++++ EXERCISE DATA
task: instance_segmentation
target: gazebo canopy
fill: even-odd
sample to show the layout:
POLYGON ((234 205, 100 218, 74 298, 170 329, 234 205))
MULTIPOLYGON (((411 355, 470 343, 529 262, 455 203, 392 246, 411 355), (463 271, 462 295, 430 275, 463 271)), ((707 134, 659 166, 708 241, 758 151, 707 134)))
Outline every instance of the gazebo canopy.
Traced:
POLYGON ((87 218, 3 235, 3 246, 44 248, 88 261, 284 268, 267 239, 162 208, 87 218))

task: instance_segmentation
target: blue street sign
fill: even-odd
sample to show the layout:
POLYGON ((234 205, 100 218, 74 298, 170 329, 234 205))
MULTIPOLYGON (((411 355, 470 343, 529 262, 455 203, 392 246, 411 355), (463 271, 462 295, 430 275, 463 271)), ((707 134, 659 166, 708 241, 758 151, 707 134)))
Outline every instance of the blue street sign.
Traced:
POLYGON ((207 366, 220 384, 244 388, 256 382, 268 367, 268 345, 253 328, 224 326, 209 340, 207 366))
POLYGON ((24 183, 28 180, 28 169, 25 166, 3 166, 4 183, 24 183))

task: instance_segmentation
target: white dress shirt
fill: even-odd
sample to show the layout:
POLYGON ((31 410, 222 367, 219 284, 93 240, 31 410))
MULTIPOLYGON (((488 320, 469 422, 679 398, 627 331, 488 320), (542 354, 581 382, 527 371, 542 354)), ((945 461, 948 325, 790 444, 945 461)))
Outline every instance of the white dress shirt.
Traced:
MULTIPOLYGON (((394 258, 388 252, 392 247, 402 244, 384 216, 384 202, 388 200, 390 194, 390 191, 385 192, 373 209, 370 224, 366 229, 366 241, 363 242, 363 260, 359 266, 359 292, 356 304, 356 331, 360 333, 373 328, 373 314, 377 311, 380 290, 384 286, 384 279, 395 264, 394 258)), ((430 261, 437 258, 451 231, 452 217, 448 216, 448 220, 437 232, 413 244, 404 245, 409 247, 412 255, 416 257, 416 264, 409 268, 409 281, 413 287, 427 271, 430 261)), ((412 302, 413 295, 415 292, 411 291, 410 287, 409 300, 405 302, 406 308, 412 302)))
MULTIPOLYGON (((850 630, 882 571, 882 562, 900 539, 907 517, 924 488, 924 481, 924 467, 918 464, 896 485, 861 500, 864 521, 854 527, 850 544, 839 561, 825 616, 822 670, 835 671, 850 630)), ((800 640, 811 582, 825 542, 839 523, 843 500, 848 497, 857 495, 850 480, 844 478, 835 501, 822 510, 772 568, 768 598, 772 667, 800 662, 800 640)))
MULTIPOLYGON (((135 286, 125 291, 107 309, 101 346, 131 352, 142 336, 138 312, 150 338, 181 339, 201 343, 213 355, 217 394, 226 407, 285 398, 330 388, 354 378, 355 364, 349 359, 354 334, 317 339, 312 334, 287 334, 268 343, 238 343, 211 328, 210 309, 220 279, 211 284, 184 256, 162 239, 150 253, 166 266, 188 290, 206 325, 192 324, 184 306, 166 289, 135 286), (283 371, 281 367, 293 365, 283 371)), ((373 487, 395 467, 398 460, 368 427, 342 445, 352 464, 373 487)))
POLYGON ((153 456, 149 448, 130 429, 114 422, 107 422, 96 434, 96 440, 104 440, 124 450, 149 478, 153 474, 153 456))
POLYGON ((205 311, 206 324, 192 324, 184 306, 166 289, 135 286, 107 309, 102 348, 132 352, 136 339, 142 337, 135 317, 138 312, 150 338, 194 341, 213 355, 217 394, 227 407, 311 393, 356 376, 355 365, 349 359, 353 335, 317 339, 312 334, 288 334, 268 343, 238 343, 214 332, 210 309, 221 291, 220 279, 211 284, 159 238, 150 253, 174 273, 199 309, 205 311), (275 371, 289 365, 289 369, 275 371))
++++++++
++++ EXERCISE DATA
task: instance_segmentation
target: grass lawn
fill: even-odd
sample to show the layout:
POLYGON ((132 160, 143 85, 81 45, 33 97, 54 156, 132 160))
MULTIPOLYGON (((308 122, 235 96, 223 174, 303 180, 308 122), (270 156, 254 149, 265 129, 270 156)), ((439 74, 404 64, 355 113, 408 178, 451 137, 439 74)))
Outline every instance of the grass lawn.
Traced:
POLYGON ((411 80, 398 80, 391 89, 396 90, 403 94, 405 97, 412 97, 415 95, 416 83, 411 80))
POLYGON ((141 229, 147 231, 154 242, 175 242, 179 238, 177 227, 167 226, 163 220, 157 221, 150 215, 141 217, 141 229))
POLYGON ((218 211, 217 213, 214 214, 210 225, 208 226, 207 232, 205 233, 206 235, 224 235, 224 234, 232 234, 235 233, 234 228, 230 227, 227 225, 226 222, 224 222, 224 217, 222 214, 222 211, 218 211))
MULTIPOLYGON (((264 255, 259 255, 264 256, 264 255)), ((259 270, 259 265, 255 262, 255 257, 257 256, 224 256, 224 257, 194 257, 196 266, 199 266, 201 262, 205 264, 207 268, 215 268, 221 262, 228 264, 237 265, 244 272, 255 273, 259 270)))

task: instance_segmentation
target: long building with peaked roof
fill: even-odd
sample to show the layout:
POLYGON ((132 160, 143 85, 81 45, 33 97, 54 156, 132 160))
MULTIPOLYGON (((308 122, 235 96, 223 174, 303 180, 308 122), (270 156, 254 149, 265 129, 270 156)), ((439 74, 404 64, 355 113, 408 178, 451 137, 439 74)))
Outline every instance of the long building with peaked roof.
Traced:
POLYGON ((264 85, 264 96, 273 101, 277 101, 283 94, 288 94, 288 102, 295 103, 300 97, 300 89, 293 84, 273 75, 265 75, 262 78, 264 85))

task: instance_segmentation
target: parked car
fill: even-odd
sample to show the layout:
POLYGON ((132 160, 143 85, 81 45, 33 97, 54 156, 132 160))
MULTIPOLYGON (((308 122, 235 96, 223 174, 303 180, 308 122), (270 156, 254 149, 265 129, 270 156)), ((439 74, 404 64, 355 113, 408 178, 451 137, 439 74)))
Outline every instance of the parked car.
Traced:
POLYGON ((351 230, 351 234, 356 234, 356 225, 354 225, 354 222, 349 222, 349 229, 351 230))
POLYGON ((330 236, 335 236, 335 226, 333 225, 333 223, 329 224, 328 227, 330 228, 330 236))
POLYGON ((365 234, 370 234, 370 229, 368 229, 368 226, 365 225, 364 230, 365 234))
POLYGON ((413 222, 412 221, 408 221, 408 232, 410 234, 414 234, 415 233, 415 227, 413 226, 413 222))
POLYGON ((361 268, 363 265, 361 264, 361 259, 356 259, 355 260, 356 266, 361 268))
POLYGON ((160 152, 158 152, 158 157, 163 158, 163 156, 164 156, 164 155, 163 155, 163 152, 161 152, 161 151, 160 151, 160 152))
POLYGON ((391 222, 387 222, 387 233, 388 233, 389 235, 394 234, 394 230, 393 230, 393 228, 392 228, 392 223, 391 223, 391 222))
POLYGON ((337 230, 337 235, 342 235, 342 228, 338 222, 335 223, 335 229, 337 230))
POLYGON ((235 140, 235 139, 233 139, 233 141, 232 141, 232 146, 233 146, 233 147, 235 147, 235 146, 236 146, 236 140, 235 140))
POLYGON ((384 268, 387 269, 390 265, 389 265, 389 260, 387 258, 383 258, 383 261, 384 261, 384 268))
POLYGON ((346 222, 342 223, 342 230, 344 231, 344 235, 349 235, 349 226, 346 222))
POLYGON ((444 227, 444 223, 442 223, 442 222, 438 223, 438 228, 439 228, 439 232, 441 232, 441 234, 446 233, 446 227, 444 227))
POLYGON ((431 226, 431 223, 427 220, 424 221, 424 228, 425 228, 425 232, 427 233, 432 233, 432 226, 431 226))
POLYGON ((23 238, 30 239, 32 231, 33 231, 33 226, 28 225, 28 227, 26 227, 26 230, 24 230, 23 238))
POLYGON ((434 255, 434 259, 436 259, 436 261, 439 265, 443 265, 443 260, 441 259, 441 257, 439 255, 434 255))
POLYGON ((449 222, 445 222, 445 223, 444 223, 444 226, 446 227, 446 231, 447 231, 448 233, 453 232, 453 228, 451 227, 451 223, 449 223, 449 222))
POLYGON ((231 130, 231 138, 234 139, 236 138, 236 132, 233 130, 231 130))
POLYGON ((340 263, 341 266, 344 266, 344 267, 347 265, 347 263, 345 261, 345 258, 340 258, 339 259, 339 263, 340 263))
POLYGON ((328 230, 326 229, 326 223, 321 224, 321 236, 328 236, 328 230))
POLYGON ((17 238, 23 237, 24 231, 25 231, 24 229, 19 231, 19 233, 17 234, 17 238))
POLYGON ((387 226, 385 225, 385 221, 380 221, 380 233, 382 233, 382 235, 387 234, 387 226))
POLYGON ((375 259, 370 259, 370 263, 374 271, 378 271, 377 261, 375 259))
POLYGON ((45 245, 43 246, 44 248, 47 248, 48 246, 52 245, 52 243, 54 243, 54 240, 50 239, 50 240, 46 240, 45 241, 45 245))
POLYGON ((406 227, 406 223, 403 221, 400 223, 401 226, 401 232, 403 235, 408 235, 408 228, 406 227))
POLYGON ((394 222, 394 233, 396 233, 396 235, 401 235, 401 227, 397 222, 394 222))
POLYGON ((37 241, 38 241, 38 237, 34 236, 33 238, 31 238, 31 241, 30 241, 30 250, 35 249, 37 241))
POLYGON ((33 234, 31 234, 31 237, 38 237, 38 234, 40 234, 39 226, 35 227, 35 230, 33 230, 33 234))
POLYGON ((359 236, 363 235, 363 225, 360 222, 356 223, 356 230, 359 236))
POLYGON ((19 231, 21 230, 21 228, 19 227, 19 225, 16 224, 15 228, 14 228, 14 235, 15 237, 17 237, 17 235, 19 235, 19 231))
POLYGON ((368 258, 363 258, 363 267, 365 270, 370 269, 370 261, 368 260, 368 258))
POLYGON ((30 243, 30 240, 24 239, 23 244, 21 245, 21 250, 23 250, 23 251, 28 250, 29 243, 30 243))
++++++++
### DIRECTIONS
Could you show every line of the listing that holds the string "blue"?

### RESPONSE
target: blue street sign
Outline every instance of the blue street sign.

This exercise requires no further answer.